→ **Task statement**
All records are to be transcribed in full; any pictures among them are to be skipped.
(Beginning of Dataset content)
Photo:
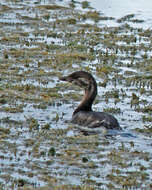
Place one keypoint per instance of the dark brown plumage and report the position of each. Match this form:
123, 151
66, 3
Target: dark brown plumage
83, 114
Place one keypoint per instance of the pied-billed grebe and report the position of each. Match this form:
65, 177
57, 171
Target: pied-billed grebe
83, 114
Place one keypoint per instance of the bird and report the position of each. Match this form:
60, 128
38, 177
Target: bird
83, 115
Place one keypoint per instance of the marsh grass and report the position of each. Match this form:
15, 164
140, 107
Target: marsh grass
39, 149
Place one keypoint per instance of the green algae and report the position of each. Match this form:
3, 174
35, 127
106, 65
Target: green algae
36, 144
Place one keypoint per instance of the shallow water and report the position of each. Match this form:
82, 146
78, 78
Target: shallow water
43, 40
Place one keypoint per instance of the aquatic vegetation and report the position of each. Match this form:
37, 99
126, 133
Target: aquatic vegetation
39, 147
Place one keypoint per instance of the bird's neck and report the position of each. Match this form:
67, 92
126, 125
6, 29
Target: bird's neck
88, 98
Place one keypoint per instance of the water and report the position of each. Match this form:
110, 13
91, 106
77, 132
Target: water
39, 146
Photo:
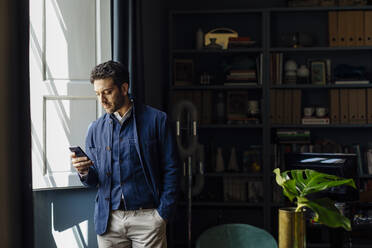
(End of Dataset content)
→ **Response to the exercise**
Photo:
Place one keypoint per instance of the dark brown plumage and report the position of each. Match this form:
123, 151
66, 3
Target: dark brown plumage
83, 114
Place one keypoint per instance of the pied-billed grebe and report the position of each. Match this form:
65, 177
57, 171
Target: pied-billed grebe
83, 114
Place one keypoint per instance of the bird and report the position of each. Match this form:
60, 128
38, 177
Target: bird
83, 115
Place one keypoint per instance of the marsh grass and report the position of each. Match this form:
15, 164
140, 107
Target: marsh grass
39, 149
Place one keypoint per instance of the green algae and report the position of each. Match this form:
3, 174
35, 127
106, 65
Target: green algae
36, 144
Place one keypoint per instance of the shallow water and report the position of each. Match this form:
82, 146
78, 78
Target: shallow water
43, 40
Place one keypoint per instance of the aquatic vegetation and report the position of each. Match this form:
37, 99
126, 133
Target: aquatic vegetation
39, 147
Place one keypoint per instance of the bird's neck and report the position of each. Match this form:
67, 92
126, 125
6, 29
Target: bird's neck
88, 98
Place one keypoint per instance of the water and report the position of each. Match this form:
110, 13
91, 106
77, 132
Target: water
39, 146
Photo:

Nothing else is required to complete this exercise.